(Natural language region descriptions)
################
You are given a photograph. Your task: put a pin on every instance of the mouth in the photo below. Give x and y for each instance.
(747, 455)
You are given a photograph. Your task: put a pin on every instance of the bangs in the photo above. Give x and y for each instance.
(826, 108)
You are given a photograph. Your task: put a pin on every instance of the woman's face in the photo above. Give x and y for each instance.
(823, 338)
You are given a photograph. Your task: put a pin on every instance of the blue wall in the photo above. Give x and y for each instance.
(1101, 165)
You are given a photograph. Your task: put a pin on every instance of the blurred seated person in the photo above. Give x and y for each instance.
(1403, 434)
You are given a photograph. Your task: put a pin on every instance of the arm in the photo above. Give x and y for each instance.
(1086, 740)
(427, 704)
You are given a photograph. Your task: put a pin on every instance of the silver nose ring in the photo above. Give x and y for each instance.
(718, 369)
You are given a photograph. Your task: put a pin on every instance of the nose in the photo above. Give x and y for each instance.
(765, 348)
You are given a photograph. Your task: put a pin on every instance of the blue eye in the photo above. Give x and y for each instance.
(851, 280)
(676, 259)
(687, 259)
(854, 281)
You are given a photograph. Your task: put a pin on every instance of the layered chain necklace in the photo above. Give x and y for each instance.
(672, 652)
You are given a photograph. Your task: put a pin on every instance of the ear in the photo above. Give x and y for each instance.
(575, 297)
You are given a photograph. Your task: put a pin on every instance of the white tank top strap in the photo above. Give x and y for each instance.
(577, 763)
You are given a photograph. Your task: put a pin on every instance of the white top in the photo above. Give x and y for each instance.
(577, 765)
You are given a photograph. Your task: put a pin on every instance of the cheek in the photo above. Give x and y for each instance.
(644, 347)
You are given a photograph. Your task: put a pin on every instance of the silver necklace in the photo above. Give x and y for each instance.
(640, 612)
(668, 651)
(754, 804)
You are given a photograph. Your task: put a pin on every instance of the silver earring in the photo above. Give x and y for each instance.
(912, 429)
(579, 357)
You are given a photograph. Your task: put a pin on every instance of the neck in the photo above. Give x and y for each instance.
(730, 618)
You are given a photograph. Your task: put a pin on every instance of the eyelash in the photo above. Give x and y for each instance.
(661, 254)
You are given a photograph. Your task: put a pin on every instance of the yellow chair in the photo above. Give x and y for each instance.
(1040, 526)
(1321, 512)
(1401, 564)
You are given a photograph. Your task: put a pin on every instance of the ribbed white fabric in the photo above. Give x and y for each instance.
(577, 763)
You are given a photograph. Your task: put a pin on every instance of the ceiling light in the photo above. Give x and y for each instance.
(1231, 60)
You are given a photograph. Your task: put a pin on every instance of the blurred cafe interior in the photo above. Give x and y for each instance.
################
Return each line above exactly.

**Exercise solution**
You are given a photograph. Your task: put a pin on every instance of the mouth in the photo below. Give x and y for each instance.
(747, 455)
You are given a photograph. Your task: put a pin on every instance of the bangs in the photo above. Give x and y for each instance.
(826, 108)
You are given a photograph. Your task: put a pin on every instance of the woman's face in the photo above. Give x and y for each instance.
(823, 338)
You are given a photograph. Your task: put a pin on every instance of the blue wall in the photo above. Give x and y for each instance.
(1101, 165)
You are given a photograph. Your task: put a pin on every instance of the blurred seated person in the photo above. Give x and y for each instance.
(1403, 434)
You are given a photograph. Your task: put a pin on every instance of the arm in the photo above. Give x and y for each instance.
(1086, 740)
(427, 704)
You are given a photograph. Your task: put a pin on every instance of the silver nose ring in the photo above. Give x and y for each instance.
(718, 369)
You are given a photograph. Your task: put a pin on every instance of the nose in the photo above. Give x and y for each instance.
(765, 348)
You are given a photograph. Your task: put a pin on every instance of the blue eye in the photo above. Give x and y for each instance.
(851, 280)
(676, 259)
(687, 259)
(854, 281)
You are given a photograph. Your task: put a pin on every instance of the layered chain necklace in the photo above. Give x and y for each instance.
(672, 652)
You are given a photograph. Your task: put a pin on every instance of the ear in the photo above. Give x and y for each instance.
(575, 297)
You are given a photograph. Your task: put a pin on every instance of the white tank top strap in the photo above. Give x and y for each instance.
(577, 763)
You are given a photograph. Your task: put a pin on every instance of the white top in the photo above. Give x and y for each instance.
(577, 765)
You are given a photograph. Your task: put a pin on every instance of the cheek in the photo above. Give x and y for each instance.
(644, 347)
You are given a photograph. Your task: put a pin on every instance of the silver necklace in the photo above. Give x and y for each instance.
(640, 612)
(668, 651)
(754, 804)
You are given a photograph. Your task: put a pin on every instance of the silver earring in the photo above. Give x and y for each instance.
(912, 429)
(579, 357)
You are given a photograph. Your task: put a pin on every instance of the neck in the photo above. Give x and y for each instance.
(730, 618)
You are given a photograph. Your task: put a pin on every instance of the eyelash in the photo above. Give x and y for each instance.
(661, 254)
You are given a photograph. Your task: put a pin on every instance of the yellow chair in the photo above. Give x and y for each instance.
(1040, 526)
(1321, 512)
(1401, 564)
You are given a photograph. Your task: put a pin on every instance of the ribbed white fabric in the photo above. Give x and y for each instance.
(577, 763)
You are given a photograph. Your task: put a pin on every instance of the ceiling light in the photo above. Give x and y for each instance.
(1231, 60)
You are given a photograph. Your task: put a pin on every instance of the blurred cafe interior in the photo above. Give x and y for each instance.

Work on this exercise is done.